- _Excerpted records_:
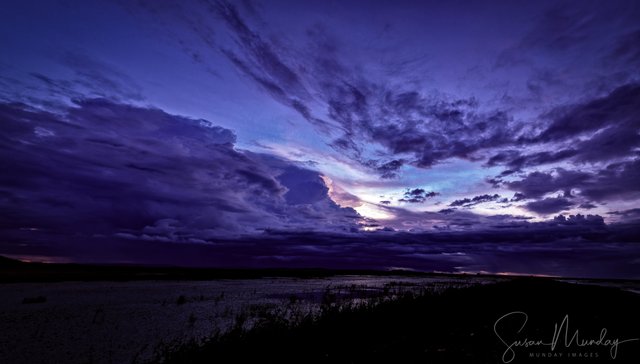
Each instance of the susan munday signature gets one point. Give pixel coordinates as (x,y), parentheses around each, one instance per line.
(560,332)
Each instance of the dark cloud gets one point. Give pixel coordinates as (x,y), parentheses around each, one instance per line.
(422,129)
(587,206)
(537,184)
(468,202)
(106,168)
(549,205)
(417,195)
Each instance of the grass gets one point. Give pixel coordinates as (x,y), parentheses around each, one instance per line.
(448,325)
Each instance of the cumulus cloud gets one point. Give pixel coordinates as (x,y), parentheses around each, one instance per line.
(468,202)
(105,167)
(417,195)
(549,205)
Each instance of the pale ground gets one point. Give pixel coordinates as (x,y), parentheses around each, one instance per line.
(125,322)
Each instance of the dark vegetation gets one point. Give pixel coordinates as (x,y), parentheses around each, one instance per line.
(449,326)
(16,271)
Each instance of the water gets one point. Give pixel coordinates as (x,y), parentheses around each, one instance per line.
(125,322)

---

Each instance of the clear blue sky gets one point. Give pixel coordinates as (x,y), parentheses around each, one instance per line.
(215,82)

* * *

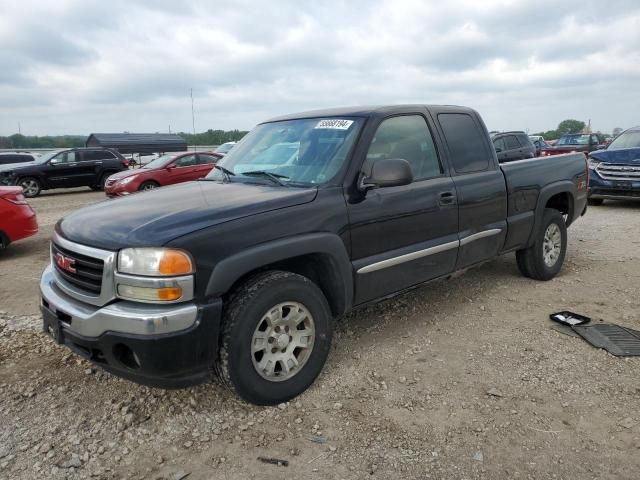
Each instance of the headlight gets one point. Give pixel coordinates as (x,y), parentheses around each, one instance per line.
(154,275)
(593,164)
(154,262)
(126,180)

- _Problem to solve_: Please count the lines in the rows above that contain the word "cloud", and give only the number.

- _Reply_: 2